▸ **Selected text**:
When it comes to substance abuse in the workplace, it is highly likely that mistakes will be made. Identifying employees who have used drugs or alcohol to some degree while at work means identifying and addressing errors they have made while under the influence. Regardless of how the employee's substance abuse was learned of--if they admitted it themselves, was caught using, etc.--members of management should take some time to look at their work activities. Doing so can:
Identify Missed Mistakes--Not all errors are identified when they first happen. In some cases, time can pass before there is any substantial effect discovered. As mentioned in the previous lesson, it is possible for management staff at a business to be unaware of OSHA violations until after a report has been filed. Checking for errors caused by substance abuse, once you have an idea of what to look for, can help prevent violations and additional issues in the workplace.
Apply the Correct Cause--If an addiction-related error was discovered at work, there is the possibility that the cause of it was not correctly identified. This may be the case if the substance abuse issues were not known at the time of the error. Incorrectly placing the blame for something that happened can result in unnecessary penalties, especially if things were deemed the fault of the wrong person. Significant errors--like accidents--caused by a person usually involve disciplinary actions and a record of it on their employee file that can affect them professionally for years to come. If the wrong employee be blamed and penalized for an error caused by co-worker with addiction, administrative staff should consider remedying the situation. At minimum, an apology should be given to the wronged employee and any mention of the error in their employee file should be amended for future records.

▸ **Data extracts**:
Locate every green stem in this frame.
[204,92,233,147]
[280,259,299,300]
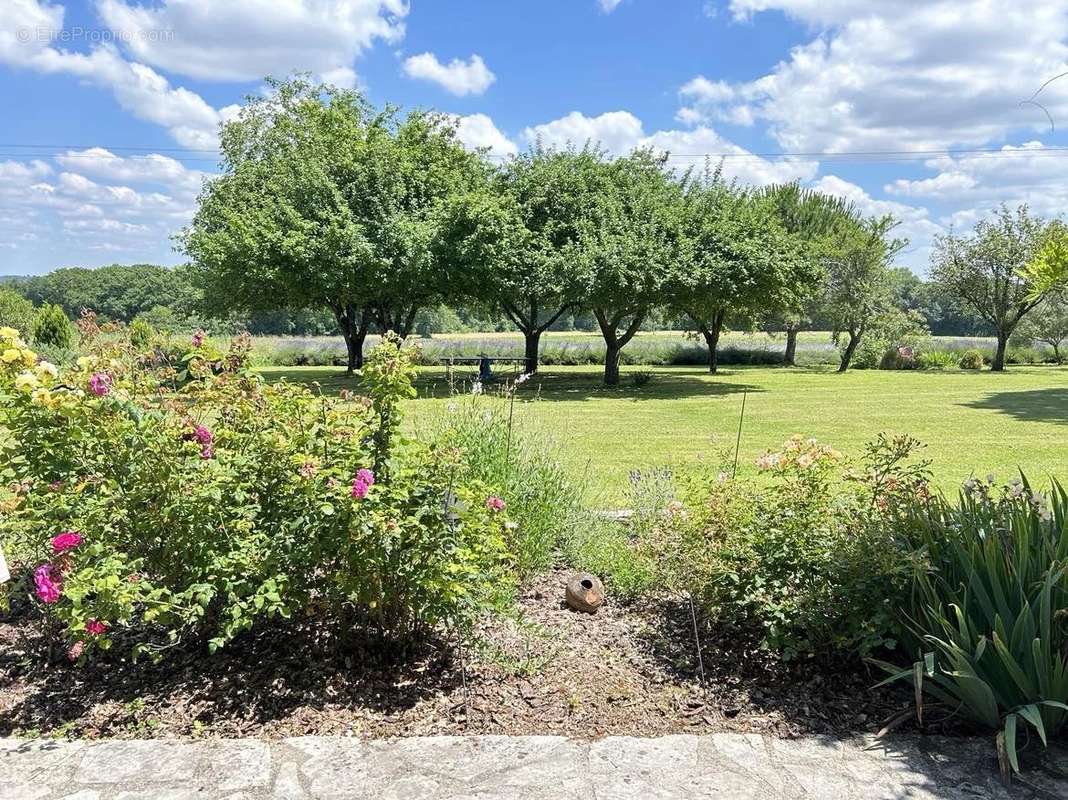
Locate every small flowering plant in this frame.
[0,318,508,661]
---
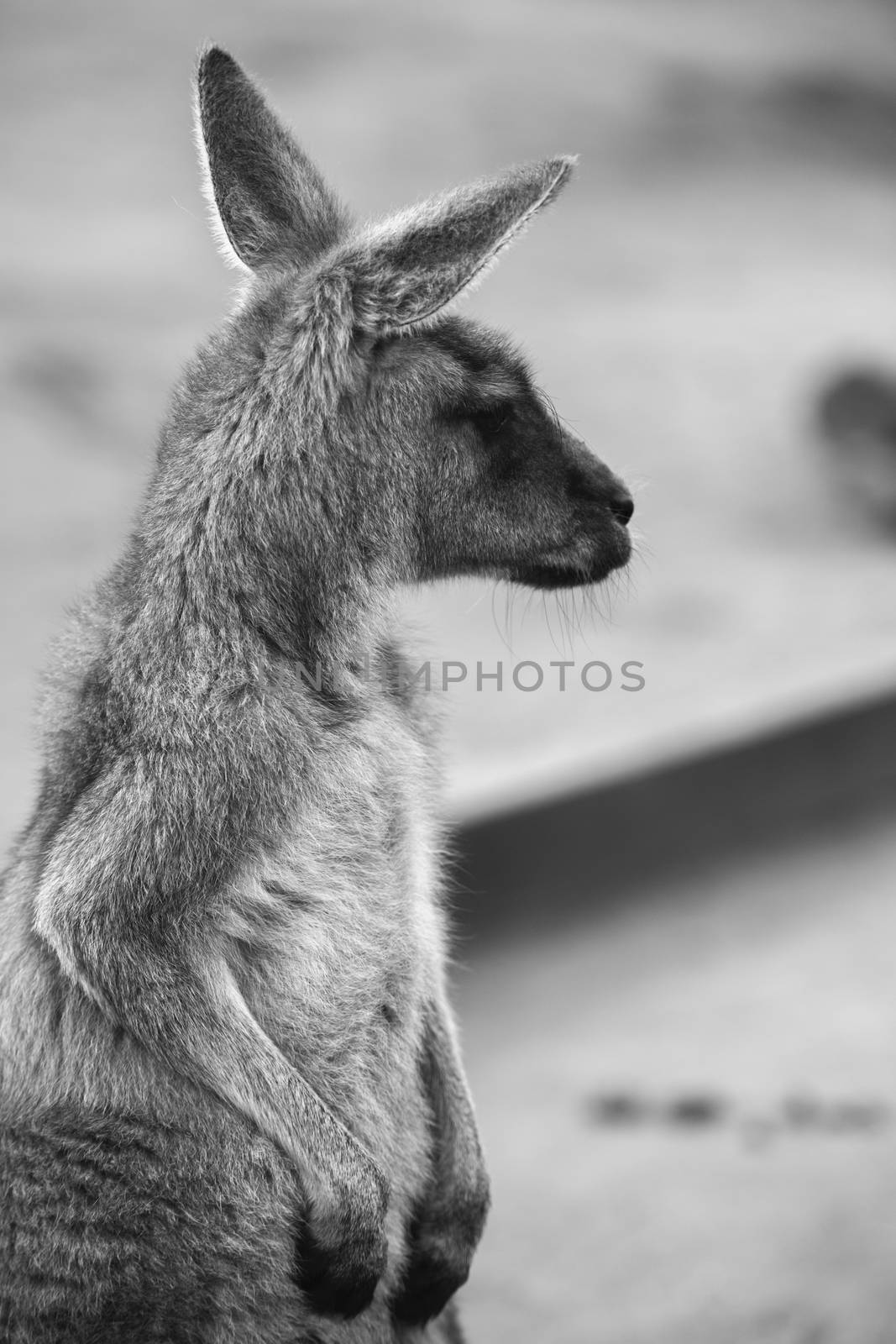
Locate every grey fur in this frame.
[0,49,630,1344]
...
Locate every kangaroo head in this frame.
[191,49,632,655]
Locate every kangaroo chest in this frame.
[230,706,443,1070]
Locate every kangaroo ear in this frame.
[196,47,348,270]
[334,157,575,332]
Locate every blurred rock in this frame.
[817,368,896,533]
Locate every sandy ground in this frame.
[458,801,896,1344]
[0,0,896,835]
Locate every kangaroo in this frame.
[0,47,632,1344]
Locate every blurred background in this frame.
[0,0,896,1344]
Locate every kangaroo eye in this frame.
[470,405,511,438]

▸ **What you will do**:
a – For the text on substance abuse in the workplace, decide whether each statement agrees with it: (i) all errors are identified when they first happen; (ii) management staff can be unaware of OSHA violations until after a report has been filed; (iii) a record of a significant error on an employee file can affect the person professionally for years. Answer yes or no for each and quote the words of the text that decide it.
b – List every action that the text on substance abuse in the workplace says "should" be taken.

▸ **Outputs for the tasks**:
a –
(i) No: "Not all errors are identified when they first happen."
(ii) Yes: "it is possible for management staff at a business to be unaware of OSHA violations until after a report has been filed"
(iii) Yes: "a record of it on their employee file that can affect them professionally for years to come"

b –
- Members of management should take some time to look at the work activities of the employee who used drugs or alcohol.
- Administrative staff should consider remedying the situation if the wrong employee is blamed and penalized for an error caused by a co-worker with addiction.
- An apology should be given to the wronged employee.
- Any mention of the error in the wronged employee's file should be amended for future records.